REQUIREMENT => Repeat exactly, and only, the lines from the line containing "negative clicks: (256, 388) (255, 383)" through the last line of the records below, including both.

Collected data entries

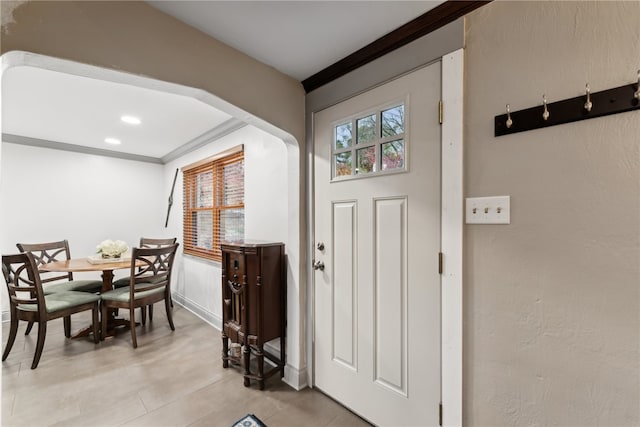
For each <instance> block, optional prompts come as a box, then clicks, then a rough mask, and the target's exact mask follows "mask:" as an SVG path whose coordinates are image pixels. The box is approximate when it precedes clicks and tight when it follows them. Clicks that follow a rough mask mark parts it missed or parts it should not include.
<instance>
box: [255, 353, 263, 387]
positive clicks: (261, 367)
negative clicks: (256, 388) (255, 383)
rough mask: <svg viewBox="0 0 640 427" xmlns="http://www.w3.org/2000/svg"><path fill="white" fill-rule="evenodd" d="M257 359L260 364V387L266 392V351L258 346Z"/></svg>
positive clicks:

SOLUTION =>
negative clicks: (256, 388) (255, 383)
rough mask: <svg viewBox="0 0 640 427" xmlns="http://www.w3.org/2000/svg"><path fill="white" fill-rule="evenodd" d="M257 359L260 364V387L266 392V351L258 346Z"/></svg>
positive clicks:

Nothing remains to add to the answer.